Requirements -
a. Using the contributor notes, answer these questions:
(i) Which Ohio newspaper did Arthur Pound once edit?
(ii) Which committee did Waddill Catchings chair?
(iii) What nickname did Rupert Brooke give Wilfrid Wilson Gibson?
b. Duplicate the part of the contributor notes starting with "Frances Chapman, who" and going on through "spinsterland of Massachusetts.".

Passage provided -
--------------------------------
Arthur Pound, of Flint, Michigan, as a newspaper writer and editor, has had unusual opportunities for observing the social effects of industry. In addition to his recent work in Flint, he was at one time editor of the Akron (Ohio) Beacon Journal, and later, for several years, chief editorial writer of the Grand Rapids (Michigan) Press. His series, which has evoked great interest, will be included in a forthcoming volume dealing comprehensively and most suggestively with the effects of automatic machinery. The spirit of coincidence was the patron saint of the sonnet by Katharine Lee Bates: ‘Could any birthday morning greeting be pleasanter or more appropriate,’ she writes, ‘ than a note from the editor of the Atlantic accepting a sonnet on Time!’ All who once read ‘The Road to Silence’ in the Atlantic need no further word of introduction to the work of ‘Margaret Baldwin.’
Dr. Carl S. Patton, pastor of the First Congregational Church in Los Angeles, browses in ‘Parker’s,’ and in other pleasant shops, for books not always of a theological stamp. William O. Stoddard, Jr., sends us his contribution to the country’s collection of Lincoln stories for the February anniversary season.
Frank Tannenbaum’s critics, who have not denied his main charges, have complained that his papers are destructive only. Of the cell-system they are, it is true, destructive only; but that his views on prison reform are both positive and sane, we offer the present article as adequate proof. A further paper by an ex-warden of a well-known prison will appear shortly. Mrs. Olive Tilford Dargan’s reputation as a poet has been long since established.
Waddill Catchings, of New York City, a member of the firm of Goldman, Sachs and Company, is a director of the Endicott Johnson Corporation, the Studebaker Corporation, the Underwood Typewriter Company, the B. F. Goodrich Rubber Company, the Cluett-Peabody Company, and several other large industrial corporations. He was Chairman of the War Committee of the United States Chamber of Commerce. As President of the Central Foundry Company, the Platt Iron Works Company, and the Sloss-Sheffield Steel and Iron Company, he has had experience as an employer. He was responsible for the establishment, about a year ago, of the Francis D. Pollak Foundation for Economic Research, the general purpose of which is the study of means whereby the economic activities of the world may be so directed, and the products so distributed, as to yield larger human satisfactions. Wilfrid Wilson Gibson, the distinguished poet whom Rupert Brooke affectionately dubbed ‘ Wibson ’ for convenience’ sake, sends this poem from his home at Journey’s End, in Malvern.
Frances Chapman, who knows both New England and the Middle West, is a contributor new to the Atlantic.
The author of ‘No Courtship at All,’who for her own reasons withholds her name, is a successful professional woman, far removed from the spinsterland of Massachusetts.
For a long time connected with the liberal press in Germany, and with Vorwärts in particular, Hellmut von Gerlach recently attracted international attention by his analysis of ‘The Spirit of 1914.’ He sends this paper at the Atlantic’s request.
--------------------------------
Extracted entries -

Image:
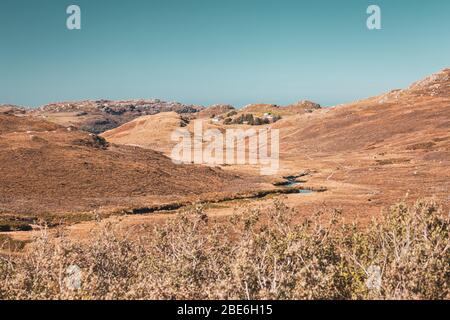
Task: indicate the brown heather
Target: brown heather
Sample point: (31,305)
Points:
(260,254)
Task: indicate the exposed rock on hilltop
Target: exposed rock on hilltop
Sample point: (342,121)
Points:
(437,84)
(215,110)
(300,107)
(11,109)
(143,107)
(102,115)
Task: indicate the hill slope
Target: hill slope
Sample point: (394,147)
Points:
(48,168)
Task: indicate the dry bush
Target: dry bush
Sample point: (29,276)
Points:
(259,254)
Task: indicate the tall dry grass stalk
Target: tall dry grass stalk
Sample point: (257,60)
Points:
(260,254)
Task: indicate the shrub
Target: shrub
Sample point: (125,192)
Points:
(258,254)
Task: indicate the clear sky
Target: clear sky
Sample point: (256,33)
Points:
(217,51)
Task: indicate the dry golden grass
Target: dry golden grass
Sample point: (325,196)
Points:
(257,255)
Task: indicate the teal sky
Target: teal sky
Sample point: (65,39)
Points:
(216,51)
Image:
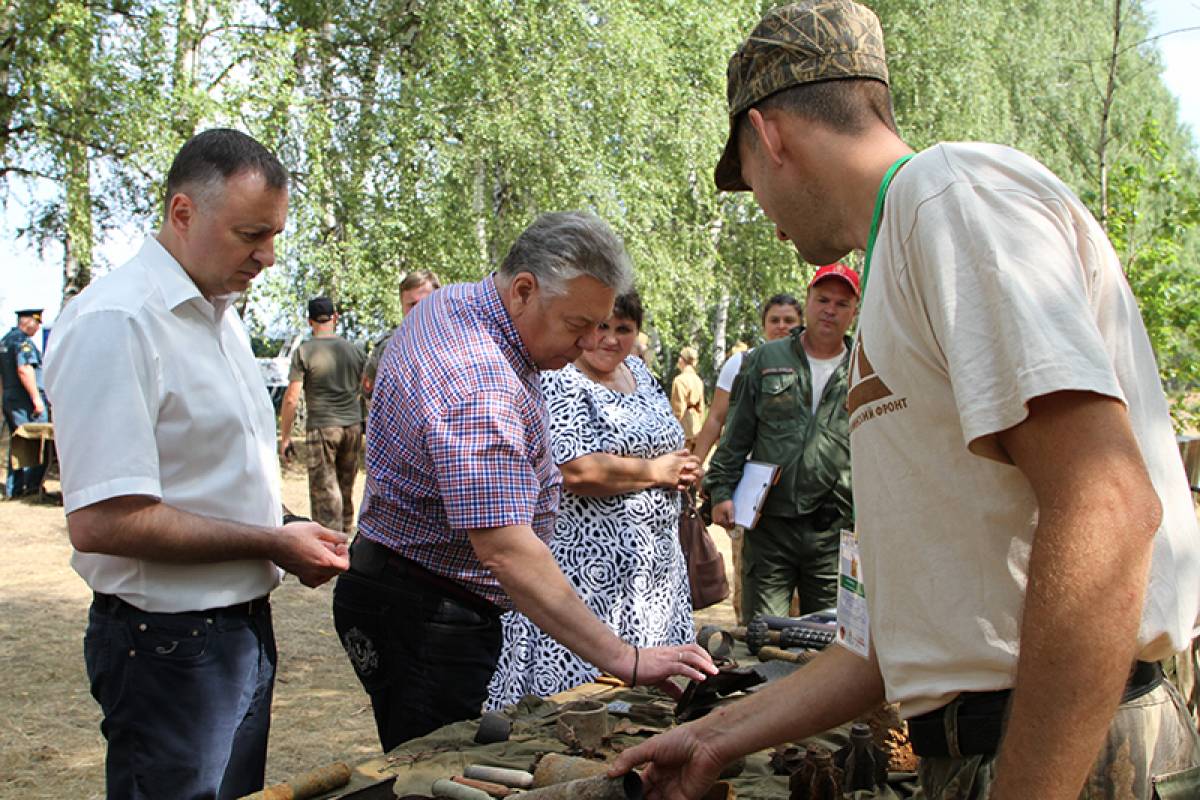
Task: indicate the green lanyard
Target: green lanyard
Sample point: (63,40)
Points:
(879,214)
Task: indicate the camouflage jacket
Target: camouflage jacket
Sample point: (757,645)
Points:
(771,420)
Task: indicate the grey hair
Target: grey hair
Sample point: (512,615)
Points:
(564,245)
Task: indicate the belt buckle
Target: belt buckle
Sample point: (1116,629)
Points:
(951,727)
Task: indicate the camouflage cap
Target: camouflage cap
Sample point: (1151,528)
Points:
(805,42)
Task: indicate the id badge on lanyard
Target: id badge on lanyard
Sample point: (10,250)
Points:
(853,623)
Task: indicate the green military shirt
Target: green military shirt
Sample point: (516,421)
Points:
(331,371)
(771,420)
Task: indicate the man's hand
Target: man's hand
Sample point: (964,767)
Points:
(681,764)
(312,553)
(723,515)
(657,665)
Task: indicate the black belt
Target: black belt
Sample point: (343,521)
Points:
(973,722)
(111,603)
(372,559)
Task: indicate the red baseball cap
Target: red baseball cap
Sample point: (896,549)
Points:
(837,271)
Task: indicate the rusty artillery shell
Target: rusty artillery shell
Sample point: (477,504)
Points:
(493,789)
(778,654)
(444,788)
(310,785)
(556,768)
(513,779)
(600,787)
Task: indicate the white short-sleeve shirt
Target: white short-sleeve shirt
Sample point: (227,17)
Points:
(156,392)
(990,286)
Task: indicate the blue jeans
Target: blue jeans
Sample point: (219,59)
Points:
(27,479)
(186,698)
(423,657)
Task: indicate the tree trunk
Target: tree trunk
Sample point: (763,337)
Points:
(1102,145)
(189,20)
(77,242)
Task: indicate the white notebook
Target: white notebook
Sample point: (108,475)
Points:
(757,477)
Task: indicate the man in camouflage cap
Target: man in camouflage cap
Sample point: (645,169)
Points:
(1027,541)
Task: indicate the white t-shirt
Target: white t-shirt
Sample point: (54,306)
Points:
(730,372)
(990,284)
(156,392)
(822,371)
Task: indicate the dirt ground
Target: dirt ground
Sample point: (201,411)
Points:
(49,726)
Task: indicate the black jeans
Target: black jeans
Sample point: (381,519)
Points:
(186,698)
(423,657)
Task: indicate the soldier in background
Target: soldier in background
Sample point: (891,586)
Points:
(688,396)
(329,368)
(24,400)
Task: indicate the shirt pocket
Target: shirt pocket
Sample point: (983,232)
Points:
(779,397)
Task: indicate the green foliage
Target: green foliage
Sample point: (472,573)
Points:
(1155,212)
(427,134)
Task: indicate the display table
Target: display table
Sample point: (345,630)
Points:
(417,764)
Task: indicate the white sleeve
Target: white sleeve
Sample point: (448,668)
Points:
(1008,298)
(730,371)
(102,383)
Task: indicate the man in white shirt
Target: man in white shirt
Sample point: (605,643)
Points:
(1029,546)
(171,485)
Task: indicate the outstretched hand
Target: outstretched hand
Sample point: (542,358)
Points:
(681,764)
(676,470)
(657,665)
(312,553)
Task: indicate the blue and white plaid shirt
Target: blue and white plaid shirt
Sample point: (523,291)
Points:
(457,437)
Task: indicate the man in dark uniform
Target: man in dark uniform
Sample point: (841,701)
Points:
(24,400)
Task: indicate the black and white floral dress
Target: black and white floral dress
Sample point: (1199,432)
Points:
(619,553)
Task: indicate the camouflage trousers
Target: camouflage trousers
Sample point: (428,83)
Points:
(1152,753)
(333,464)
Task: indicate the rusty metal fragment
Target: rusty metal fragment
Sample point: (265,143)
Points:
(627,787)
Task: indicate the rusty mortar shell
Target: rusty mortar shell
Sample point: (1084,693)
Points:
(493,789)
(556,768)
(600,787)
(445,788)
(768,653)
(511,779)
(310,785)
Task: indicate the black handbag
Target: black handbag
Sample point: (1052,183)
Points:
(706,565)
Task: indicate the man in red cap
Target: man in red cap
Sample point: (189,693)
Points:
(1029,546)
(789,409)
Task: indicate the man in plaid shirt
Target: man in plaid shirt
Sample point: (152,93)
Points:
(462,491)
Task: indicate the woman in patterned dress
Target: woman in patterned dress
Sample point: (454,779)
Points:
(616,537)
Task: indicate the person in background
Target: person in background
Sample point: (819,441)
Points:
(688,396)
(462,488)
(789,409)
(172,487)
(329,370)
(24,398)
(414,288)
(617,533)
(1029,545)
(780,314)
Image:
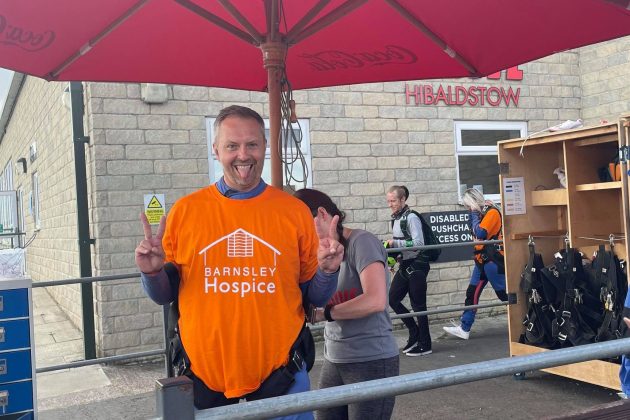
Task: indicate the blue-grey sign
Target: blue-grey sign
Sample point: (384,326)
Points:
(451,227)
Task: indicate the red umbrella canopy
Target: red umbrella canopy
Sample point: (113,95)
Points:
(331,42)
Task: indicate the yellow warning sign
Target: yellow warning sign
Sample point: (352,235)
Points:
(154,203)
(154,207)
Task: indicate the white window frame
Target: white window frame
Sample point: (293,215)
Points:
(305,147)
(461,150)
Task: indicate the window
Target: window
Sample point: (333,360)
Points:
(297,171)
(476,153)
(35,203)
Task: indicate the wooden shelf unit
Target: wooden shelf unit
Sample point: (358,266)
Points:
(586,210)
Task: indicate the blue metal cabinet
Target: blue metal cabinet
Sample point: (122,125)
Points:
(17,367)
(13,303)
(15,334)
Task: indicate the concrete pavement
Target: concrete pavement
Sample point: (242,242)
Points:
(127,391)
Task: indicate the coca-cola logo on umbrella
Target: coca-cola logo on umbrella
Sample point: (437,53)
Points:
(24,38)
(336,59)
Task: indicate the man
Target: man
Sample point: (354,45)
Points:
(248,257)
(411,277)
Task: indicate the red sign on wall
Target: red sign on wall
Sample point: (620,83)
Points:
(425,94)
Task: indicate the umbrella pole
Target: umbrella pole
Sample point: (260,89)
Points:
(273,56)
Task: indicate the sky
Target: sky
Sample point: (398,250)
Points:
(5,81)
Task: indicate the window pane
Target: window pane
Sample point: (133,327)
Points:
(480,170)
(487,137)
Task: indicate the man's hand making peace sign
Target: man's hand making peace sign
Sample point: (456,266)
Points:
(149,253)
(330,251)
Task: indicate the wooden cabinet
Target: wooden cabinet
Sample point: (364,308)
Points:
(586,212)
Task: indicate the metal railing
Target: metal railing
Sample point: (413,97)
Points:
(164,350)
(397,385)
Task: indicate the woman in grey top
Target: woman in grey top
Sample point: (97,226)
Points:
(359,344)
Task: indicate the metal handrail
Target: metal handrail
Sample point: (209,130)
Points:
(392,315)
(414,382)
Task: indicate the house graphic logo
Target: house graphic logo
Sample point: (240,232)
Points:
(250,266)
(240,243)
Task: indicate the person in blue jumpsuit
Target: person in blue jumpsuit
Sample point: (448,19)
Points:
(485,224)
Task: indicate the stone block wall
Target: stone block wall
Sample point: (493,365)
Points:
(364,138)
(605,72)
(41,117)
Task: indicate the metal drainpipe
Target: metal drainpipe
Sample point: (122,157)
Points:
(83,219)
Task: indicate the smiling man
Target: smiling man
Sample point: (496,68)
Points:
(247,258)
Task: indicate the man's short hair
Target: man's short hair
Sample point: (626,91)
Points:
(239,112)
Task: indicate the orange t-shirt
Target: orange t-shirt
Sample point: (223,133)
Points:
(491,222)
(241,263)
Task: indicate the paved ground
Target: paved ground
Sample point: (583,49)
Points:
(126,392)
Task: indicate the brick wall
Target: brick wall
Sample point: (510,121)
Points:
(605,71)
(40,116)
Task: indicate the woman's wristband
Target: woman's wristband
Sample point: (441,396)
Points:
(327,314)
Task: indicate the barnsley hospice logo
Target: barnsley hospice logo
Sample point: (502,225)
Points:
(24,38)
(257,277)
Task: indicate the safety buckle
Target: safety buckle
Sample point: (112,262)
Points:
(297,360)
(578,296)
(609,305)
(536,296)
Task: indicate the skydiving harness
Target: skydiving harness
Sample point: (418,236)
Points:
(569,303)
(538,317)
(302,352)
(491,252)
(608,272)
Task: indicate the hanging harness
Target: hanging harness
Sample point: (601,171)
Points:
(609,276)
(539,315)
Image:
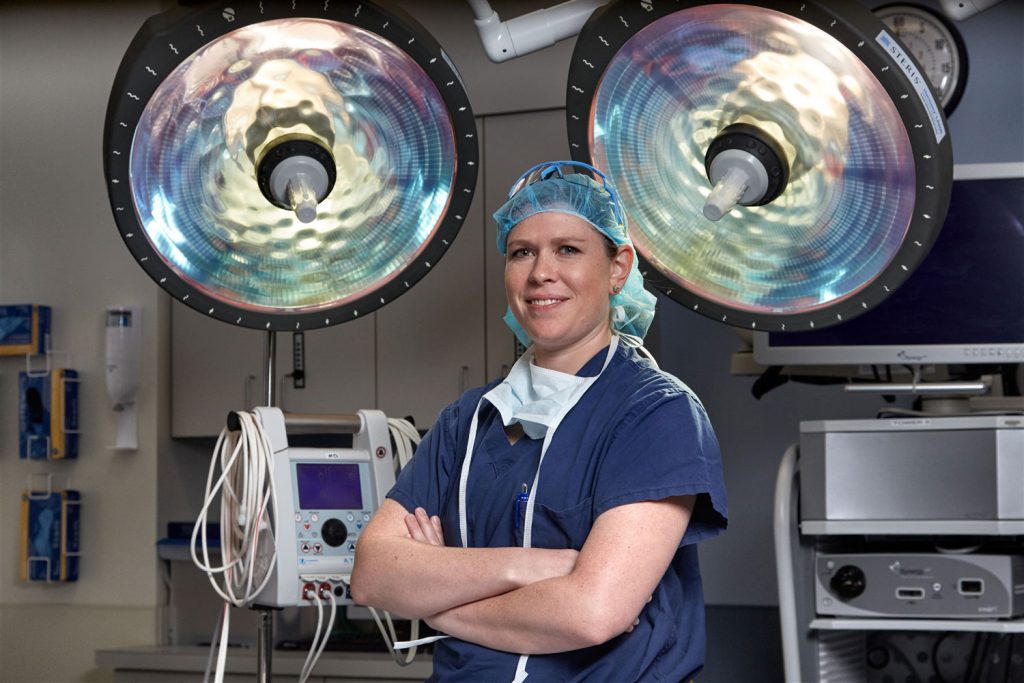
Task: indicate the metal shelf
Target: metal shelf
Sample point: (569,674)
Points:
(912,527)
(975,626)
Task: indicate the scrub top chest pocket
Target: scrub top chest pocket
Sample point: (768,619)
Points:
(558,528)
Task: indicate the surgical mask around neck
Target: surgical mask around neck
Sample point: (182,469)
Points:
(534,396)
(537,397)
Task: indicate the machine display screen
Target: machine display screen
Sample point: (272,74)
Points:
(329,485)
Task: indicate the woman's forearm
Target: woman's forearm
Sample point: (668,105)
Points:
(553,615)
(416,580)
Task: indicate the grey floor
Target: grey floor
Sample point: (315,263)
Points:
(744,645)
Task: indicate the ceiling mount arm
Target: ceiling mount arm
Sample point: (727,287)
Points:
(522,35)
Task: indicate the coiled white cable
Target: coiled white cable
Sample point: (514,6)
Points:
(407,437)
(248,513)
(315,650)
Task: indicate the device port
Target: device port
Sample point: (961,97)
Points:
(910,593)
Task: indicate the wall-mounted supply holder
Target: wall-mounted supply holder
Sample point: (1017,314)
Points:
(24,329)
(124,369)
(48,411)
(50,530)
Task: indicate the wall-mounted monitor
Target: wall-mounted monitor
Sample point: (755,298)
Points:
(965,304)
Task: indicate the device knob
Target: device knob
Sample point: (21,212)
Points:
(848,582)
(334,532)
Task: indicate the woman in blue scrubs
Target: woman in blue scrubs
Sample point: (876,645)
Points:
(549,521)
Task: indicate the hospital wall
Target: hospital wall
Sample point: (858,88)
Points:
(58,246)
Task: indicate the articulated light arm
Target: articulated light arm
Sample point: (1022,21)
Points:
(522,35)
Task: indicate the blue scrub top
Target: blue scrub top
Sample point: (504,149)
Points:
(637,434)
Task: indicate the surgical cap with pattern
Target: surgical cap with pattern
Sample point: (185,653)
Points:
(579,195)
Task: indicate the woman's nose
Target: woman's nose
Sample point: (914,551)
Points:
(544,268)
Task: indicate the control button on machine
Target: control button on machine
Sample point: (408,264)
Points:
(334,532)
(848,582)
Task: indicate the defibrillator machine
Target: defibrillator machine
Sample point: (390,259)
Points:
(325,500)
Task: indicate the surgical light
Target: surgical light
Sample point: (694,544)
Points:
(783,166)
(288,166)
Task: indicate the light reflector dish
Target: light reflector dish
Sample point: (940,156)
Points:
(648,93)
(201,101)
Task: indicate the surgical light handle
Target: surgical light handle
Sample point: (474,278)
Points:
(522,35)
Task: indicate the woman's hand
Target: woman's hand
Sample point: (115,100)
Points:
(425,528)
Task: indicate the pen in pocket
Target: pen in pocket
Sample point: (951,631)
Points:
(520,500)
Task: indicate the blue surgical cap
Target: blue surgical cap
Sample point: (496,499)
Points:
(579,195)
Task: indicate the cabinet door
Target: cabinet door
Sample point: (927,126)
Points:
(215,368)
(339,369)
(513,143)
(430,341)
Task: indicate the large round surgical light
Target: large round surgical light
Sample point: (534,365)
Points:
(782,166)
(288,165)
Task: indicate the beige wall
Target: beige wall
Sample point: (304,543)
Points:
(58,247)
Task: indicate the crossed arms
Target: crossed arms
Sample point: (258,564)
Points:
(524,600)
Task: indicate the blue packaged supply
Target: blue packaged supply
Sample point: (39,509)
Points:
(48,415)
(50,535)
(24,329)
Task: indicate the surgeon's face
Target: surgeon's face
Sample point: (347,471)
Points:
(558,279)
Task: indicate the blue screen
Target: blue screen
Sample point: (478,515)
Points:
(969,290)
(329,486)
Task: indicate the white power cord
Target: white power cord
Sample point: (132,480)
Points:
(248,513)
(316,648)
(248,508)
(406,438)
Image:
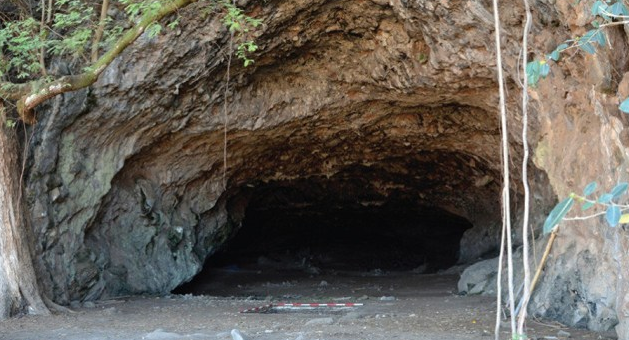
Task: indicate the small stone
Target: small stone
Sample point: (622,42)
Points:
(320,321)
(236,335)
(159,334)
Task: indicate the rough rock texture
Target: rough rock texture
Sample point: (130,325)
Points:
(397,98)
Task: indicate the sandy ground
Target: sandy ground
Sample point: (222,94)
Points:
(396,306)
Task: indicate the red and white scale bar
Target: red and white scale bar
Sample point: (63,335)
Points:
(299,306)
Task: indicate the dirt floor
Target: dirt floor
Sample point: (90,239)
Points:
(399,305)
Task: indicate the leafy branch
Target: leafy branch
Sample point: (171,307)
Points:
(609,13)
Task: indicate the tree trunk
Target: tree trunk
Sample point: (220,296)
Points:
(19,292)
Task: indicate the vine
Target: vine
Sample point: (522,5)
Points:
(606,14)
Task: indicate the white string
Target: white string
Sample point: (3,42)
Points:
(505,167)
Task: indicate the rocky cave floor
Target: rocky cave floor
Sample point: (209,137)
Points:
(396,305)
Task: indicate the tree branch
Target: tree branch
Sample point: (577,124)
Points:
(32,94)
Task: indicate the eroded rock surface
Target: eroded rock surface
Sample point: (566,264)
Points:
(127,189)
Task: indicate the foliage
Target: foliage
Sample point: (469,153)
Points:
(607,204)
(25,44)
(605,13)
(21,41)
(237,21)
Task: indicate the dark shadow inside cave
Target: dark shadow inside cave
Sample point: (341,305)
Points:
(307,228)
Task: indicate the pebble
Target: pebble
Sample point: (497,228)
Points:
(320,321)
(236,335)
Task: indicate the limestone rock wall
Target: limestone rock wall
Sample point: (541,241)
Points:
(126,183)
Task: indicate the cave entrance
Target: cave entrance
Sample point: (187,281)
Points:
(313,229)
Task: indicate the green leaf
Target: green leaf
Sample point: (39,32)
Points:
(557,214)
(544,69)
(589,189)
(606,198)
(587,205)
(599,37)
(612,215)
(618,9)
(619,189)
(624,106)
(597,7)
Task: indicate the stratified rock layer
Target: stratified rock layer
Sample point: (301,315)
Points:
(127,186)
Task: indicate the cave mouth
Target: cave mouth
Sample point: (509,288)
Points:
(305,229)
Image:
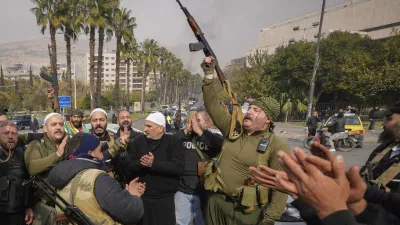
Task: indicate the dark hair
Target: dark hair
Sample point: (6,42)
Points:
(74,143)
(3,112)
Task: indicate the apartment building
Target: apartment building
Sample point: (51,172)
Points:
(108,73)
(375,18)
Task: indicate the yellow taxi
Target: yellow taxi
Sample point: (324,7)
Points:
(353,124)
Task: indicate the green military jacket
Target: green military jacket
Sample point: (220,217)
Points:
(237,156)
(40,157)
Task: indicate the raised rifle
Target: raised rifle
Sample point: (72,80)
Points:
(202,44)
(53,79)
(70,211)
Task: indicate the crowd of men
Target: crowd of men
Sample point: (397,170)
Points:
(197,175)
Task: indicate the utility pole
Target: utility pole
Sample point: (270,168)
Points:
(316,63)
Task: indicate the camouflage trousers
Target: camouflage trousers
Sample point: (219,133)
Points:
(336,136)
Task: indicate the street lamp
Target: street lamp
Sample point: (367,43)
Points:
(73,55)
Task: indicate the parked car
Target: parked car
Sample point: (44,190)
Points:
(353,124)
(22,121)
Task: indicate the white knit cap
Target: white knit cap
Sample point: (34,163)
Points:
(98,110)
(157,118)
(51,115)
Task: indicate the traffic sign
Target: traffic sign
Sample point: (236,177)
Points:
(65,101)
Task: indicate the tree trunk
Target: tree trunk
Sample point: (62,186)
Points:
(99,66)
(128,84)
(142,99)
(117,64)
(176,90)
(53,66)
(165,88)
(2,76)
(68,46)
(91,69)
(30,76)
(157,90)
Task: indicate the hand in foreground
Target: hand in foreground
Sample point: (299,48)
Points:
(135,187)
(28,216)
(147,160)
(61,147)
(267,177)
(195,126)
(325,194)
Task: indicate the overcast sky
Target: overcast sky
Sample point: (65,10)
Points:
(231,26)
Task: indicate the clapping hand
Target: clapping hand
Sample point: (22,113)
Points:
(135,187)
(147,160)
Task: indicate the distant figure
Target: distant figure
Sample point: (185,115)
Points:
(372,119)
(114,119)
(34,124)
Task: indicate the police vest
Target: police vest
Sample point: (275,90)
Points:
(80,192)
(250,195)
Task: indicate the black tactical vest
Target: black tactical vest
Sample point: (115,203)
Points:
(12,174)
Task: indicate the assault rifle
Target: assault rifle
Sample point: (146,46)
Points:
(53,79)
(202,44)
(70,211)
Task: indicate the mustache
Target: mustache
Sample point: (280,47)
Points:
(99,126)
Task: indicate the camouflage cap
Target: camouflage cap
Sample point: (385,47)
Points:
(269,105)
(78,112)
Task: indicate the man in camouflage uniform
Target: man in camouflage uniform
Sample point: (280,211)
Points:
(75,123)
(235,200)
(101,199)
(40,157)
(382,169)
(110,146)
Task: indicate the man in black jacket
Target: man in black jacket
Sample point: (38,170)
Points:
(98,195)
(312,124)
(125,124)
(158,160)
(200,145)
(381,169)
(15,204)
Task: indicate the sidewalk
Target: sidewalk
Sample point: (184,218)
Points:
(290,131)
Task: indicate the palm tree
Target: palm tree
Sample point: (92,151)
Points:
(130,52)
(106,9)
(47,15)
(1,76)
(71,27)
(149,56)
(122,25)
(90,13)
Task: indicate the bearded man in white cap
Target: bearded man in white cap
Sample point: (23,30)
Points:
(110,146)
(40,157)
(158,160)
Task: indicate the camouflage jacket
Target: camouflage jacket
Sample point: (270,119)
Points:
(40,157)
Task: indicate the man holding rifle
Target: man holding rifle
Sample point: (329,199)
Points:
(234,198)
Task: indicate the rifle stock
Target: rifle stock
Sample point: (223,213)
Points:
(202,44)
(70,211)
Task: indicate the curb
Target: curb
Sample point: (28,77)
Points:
--------------------------------
Replies -
a.
(i) The Akron Beacon Journal
(ii) The War Committee of the United States Chamber of Commerce
(iii) ‘Wibson’

b.
Frances Chapman, who knows both New England and the Middle West, is a contributor new to the Atlantic.
The author of ‘No Courtship at All,’who for her own reasons withholds her name, is a successful professional woman, far removed from the spinsterland of Massachusetts.